_Text section_:
↓↓↓

Scott's approach solves our longest-running argument, but not in the way
that I expected.    We can embrace his approach with a single Security
Consideration to this effect:

"Mailing lists are frequently characterized by operating practices that
depend on security through obscurity rather than Sender Authentication.
 Identifier rewrite may be used as necessary to evade detection of weak
Sender Authentication practices.   While exceptions doubtless exist,
determining the trustworthiness of messages from any particular mailing
list is difficult, and beyond the scope of this document.   Participation
risk should be taken into account when subscribing to a mailing list and
accepting incoming messages from a list."

However, this type of truthfulness does not seem to be what the charter
document intended.

Doug Foster



On Fri, Apr 7, 2023 at 4:24 PM Scott Kitterman <skl...@kitterman.com> wrote:

>
>
> On April 7, 2023 6:43:33 PM UTC, Alessandro Vesely <ves...@tana.it> wrote:
> >It is going to be problematic to kick off someone who impersonates
> different users.  What do you do, block IP numbers?
> >
> >We keep on saying that mailing list have worked this way for decades.

↑↑↑

_Data in this exercise_:
↓↓↓

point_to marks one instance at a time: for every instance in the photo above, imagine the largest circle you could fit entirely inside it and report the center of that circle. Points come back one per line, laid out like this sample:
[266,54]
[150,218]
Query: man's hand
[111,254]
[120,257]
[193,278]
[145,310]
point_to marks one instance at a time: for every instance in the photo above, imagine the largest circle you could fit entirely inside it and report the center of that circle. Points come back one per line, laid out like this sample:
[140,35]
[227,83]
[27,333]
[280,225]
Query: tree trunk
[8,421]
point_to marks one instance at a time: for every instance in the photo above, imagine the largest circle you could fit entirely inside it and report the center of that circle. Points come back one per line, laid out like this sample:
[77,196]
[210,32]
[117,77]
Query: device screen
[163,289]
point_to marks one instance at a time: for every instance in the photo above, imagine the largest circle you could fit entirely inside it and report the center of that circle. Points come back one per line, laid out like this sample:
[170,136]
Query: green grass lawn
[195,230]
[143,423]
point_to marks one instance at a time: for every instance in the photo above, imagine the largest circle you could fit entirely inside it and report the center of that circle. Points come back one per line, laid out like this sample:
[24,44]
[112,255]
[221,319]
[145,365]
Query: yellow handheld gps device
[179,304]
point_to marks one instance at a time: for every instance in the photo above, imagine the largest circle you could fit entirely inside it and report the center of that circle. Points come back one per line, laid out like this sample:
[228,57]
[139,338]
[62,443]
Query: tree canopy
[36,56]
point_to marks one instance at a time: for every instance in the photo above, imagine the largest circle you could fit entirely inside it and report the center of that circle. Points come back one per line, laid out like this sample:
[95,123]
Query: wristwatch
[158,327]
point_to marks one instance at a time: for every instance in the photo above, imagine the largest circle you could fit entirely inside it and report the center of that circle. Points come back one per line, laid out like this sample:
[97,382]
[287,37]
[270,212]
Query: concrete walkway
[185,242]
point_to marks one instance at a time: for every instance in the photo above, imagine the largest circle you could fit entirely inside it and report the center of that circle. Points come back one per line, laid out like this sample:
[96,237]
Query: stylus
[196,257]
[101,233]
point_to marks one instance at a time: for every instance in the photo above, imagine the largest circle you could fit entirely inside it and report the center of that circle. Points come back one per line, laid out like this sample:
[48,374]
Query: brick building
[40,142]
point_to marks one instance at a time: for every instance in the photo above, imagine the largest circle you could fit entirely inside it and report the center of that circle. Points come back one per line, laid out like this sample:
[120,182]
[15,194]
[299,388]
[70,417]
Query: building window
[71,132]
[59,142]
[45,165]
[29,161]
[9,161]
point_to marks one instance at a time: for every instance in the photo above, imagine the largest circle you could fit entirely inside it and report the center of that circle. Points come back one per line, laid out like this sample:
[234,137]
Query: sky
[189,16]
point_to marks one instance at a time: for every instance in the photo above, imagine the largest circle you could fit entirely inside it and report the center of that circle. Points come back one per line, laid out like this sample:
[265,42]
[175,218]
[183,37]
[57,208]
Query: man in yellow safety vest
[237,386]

↑↑↑

_Directions_:
(a) Copy the mailing list passage again, starting at "Identifier rewrite may" and ending at "document intended.", substituting "honesty" for "truthfulness".
(b) Gather every line of the records that contains the string "yellow".
The text and the records were taken from unrelated sources.

_Problem solutions_:
(a)
Identifier rewrite may be used as necessary to evade detection of weak
Sender Authentication practices.   While exceptions doubtless exist,
determining the trustworthiness of messages from any particular mailing
list is difficult, and beyond the scope of this document.   Participation
risk should be taken into account when subscribing to a mailing list and
accepting incoming messages from a list."

However, this type of honesty does not seem to be what the charter
document intended.

(b)
Query: yellow handheld gps device
Query: man in yellow safety vest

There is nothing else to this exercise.